INFORMATION SUPPLIED >>
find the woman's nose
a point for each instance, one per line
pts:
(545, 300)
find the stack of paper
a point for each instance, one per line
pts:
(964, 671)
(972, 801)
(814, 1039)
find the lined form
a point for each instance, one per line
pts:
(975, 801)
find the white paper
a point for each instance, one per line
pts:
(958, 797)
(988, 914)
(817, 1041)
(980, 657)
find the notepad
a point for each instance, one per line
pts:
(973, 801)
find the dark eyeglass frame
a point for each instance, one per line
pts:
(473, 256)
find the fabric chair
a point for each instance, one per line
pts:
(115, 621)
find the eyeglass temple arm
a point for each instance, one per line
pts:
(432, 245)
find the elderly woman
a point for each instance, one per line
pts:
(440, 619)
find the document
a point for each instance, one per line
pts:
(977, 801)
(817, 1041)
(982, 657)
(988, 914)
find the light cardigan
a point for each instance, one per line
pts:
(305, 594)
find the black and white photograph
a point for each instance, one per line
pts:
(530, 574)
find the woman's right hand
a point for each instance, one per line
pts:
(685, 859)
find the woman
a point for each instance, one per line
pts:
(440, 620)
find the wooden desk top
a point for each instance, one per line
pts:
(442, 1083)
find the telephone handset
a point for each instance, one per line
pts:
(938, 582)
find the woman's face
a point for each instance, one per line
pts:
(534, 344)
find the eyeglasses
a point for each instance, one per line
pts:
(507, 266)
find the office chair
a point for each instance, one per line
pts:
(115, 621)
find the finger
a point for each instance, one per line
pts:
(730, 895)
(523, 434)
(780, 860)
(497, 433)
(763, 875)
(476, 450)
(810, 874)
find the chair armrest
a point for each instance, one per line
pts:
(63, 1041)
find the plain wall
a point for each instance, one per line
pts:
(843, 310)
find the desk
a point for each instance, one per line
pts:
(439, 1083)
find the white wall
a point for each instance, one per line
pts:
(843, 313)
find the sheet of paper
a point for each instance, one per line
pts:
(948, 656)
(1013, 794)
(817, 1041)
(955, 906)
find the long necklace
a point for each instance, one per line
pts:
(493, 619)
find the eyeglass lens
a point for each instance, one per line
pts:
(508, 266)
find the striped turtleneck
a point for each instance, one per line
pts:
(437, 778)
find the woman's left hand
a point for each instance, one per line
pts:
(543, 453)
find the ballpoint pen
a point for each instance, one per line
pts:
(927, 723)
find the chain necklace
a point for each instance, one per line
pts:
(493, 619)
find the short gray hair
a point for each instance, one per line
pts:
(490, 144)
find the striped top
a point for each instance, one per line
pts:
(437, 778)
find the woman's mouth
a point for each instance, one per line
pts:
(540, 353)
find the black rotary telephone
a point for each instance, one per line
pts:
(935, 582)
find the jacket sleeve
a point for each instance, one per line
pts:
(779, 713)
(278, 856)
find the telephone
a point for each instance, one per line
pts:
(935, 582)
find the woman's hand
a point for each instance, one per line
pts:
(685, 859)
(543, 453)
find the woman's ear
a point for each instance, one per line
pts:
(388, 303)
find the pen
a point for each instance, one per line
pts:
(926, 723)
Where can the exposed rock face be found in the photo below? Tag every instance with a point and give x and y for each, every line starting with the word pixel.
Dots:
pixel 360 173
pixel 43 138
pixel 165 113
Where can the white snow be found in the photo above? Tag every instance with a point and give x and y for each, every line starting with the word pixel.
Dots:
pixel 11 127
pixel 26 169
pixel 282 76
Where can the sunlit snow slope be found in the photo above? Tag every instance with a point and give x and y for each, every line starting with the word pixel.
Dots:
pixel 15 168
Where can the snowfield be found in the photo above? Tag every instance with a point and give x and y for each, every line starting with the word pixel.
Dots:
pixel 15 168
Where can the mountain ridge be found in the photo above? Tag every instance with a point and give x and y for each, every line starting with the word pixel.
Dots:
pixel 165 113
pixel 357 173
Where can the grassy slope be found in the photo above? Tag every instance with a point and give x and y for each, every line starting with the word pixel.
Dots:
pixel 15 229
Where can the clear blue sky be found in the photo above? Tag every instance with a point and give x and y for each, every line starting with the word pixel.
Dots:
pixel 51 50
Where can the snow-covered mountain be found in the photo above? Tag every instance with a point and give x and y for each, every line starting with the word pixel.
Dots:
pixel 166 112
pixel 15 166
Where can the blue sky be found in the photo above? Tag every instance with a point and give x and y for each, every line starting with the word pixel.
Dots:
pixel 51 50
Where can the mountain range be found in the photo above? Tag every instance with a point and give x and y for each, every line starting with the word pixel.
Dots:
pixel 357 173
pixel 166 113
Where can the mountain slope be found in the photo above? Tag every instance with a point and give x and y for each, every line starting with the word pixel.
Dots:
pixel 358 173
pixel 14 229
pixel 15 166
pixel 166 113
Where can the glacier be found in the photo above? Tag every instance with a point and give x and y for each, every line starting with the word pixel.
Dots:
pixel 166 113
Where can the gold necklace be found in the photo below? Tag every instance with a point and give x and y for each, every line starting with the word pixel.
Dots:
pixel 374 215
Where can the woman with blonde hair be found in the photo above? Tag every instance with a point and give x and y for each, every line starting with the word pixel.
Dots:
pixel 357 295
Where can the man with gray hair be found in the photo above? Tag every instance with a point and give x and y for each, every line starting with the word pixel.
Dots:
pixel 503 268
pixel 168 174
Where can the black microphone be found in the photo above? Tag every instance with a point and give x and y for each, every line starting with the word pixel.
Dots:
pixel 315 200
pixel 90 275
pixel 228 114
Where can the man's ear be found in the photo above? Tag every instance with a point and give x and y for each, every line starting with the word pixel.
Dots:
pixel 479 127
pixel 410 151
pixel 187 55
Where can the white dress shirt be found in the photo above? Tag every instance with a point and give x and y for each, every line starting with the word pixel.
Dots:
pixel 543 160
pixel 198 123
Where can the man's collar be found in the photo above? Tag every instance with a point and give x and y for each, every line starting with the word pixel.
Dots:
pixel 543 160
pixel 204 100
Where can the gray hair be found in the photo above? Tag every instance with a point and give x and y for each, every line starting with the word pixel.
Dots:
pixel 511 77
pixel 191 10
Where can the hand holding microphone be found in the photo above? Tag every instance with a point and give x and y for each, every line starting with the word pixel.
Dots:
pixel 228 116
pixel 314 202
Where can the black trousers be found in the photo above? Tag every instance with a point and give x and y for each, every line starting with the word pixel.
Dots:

EXERCISE AIM >>
Which lines in the data above hold the word "black"? Return each of them.

TASK OUTPUT >>
find the black and white photograph
find the black rotary telephone
Where can the black microphone be found in the photo above? Tag every instance with a point and give x and y for each, every line starting with the word pixel.
Where can the black trousers be found in the photo above? Tag every instance with a point and give x and y for each, every line starting with the word pixel.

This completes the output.